Stored records
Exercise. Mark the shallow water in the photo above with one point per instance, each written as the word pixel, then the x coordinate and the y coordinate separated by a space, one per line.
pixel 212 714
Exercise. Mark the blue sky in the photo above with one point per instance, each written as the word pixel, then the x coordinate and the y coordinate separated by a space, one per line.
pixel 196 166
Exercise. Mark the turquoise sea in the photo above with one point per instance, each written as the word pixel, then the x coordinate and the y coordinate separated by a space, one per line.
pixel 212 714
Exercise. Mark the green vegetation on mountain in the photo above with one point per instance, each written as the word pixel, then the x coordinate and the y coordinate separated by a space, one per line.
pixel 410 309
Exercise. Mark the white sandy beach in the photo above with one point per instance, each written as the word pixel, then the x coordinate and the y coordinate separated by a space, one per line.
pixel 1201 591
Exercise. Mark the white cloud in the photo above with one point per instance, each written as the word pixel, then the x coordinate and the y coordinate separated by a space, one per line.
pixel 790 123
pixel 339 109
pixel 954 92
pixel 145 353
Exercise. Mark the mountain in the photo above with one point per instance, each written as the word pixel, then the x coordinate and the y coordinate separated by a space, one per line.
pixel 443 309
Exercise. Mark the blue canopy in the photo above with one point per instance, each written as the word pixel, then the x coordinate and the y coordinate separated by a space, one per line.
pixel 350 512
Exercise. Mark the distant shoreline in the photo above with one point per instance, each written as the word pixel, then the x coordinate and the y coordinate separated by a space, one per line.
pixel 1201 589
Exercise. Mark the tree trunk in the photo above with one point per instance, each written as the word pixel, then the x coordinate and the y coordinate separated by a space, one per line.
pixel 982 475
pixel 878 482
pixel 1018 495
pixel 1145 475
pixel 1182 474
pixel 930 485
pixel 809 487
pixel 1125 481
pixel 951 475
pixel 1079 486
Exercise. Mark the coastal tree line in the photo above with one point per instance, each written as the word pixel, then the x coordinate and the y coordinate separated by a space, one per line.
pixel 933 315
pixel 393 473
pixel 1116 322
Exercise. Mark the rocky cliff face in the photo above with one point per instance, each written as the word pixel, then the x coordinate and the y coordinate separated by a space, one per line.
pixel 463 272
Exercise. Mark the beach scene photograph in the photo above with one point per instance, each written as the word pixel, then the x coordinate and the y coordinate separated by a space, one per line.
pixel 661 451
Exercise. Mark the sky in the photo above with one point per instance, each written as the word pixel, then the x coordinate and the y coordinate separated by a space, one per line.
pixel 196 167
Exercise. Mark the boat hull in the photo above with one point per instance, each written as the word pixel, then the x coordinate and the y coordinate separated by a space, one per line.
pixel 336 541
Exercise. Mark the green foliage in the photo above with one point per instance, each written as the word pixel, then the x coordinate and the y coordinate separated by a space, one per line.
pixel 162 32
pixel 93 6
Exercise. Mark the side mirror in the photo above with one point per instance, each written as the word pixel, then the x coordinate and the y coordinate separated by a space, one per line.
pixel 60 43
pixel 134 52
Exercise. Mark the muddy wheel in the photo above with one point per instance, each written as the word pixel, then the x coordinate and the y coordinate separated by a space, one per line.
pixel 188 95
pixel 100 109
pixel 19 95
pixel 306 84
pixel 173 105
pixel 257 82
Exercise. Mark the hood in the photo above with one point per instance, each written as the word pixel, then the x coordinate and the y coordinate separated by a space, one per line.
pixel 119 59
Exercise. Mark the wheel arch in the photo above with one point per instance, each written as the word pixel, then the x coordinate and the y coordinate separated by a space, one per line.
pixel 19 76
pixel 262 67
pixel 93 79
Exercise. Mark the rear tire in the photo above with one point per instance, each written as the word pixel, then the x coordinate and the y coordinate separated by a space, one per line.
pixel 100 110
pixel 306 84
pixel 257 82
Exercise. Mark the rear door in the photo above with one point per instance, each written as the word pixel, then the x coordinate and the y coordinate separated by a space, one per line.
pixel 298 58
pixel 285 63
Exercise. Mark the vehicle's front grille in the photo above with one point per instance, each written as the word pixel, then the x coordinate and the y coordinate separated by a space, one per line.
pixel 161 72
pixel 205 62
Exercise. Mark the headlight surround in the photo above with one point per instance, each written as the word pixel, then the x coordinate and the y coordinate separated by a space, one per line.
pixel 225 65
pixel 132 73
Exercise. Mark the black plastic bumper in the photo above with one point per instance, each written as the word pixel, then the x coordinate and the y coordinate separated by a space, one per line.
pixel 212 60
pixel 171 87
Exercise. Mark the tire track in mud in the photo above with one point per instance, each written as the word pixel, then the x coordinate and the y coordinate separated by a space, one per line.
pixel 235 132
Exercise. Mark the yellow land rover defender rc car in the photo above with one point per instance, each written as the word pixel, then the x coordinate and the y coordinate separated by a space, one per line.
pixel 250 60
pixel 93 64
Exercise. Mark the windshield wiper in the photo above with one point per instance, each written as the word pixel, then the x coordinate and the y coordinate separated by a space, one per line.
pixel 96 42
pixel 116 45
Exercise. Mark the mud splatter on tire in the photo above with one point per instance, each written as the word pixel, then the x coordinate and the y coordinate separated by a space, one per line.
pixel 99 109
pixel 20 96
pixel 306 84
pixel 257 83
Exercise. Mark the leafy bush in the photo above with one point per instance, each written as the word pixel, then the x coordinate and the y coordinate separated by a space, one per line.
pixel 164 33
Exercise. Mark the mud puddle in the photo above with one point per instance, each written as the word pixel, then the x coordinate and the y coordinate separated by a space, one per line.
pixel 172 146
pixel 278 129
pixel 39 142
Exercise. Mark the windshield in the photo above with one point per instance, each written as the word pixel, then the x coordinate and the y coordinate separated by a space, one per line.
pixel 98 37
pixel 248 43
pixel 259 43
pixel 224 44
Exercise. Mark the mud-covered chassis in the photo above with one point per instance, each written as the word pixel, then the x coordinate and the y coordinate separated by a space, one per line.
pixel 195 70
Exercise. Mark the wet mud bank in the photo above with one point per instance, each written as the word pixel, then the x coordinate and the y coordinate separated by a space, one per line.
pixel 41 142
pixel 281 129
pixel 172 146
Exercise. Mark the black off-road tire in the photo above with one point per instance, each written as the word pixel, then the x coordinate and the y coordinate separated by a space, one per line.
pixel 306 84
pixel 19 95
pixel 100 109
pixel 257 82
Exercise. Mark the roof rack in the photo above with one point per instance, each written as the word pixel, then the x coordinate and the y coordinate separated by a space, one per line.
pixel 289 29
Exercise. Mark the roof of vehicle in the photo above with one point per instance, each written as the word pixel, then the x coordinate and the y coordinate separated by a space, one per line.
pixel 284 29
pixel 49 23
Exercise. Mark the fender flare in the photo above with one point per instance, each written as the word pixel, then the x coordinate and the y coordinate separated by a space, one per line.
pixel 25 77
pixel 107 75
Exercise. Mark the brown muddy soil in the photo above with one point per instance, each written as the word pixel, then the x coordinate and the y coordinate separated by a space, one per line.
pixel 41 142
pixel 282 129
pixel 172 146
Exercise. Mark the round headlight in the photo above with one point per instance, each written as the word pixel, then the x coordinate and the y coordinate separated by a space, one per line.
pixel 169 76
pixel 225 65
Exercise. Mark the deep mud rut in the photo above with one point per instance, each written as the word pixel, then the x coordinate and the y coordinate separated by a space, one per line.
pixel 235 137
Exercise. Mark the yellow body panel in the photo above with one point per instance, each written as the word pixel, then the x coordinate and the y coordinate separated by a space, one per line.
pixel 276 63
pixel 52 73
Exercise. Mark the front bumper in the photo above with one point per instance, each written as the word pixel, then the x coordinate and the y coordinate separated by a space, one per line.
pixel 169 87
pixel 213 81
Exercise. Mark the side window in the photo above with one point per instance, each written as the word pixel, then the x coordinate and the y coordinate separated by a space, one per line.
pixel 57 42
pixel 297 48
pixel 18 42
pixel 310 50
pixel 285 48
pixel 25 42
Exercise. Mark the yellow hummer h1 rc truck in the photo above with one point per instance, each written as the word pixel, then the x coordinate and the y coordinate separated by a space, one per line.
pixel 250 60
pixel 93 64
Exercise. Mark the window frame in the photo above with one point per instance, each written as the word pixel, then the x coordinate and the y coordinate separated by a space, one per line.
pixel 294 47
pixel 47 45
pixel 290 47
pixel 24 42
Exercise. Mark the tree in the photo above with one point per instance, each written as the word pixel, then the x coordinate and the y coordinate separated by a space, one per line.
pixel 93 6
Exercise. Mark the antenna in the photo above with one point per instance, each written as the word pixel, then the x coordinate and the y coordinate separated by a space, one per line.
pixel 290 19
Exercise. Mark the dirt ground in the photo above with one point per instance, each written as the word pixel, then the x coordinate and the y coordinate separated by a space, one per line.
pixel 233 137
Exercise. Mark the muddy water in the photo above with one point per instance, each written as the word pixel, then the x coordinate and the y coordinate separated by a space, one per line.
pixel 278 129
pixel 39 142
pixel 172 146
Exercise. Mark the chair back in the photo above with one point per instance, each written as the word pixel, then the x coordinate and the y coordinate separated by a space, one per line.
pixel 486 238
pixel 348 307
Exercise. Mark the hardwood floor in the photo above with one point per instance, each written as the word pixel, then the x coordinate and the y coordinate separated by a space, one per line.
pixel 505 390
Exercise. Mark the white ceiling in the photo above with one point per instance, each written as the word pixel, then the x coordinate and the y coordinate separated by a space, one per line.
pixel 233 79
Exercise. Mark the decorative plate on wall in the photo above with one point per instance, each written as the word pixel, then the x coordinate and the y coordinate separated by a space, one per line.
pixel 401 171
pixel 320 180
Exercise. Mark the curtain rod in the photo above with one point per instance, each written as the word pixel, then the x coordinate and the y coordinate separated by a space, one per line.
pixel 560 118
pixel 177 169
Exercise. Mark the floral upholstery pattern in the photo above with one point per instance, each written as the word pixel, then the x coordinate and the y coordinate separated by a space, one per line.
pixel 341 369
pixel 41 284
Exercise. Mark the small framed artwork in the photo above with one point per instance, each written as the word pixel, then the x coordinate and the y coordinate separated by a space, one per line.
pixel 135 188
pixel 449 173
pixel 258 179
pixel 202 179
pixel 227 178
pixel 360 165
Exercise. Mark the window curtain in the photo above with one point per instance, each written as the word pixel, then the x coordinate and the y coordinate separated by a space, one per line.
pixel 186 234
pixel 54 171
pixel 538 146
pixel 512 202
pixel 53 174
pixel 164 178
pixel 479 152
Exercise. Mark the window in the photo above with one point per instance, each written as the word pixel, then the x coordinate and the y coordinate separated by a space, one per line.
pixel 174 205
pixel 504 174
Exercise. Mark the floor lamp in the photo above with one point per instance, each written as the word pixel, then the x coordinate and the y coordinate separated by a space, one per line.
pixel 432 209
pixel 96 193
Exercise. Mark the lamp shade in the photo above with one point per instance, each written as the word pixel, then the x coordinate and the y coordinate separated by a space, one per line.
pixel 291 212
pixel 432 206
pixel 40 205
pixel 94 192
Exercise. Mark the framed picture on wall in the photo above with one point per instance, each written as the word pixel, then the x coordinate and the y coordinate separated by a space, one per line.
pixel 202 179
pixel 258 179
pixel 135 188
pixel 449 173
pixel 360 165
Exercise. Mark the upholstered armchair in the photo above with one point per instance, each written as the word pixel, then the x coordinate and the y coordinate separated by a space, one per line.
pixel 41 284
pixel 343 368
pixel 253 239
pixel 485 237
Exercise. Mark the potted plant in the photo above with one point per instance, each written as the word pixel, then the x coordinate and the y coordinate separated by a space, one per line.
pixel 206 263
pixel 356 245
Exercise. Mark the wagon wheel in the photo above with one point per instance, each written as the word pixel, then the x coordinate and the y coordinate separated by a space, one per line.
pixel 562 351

* Description of the task
Render the lines of the records as a numbered list, starting at the line containing "Exercise. Mark the window in" and ending at the line containing "pixel 485 237", both included, with blank lines left out.

* Result for this task
1. Exercise. Mark the window in the photo above with one point per instance, each written as the word pixel, then the x coordinate and the y coordinate separated by a space, one per line.
2. pixel 174 205
3. pixel 504 174
4. Exercise. Mark the floor lamp in the photo above with one point per instance, each written as the word pixel, then the x coordinate and the y coordinate separated by a space, one per line.
5. pixel 432 209
6. pixel 96 193
7. Exercise. Mark the lamp shade in the photo above with one point per instance, each written as the word pixel, then the x coordinate and the y coordinate separated by a space, one per line.
8. pixel 291 212
9. pixel 432 206
10. pixel 40 205
11. pixel 94 192
12. Exercise. Mark the framed picture on wall in the photo above with one point per instance, each written as the word pixel, then the x coordinate and the y coordinate separated by a space, one per line.
13. pixel 202 179
14. pixel 258 179
15. pixel 135 188
16. pixel 449 173
17. pixel 360 165
18. Exercise. Mark the upholstered armchair in the photo above with one point per instance, each written as the word pixel, then the x coordinate and the y coordinate separated by a space, one per line.
19. pixel 41 284
20. pixel 343 368
21. pixel 253 239
22. pixel 485 237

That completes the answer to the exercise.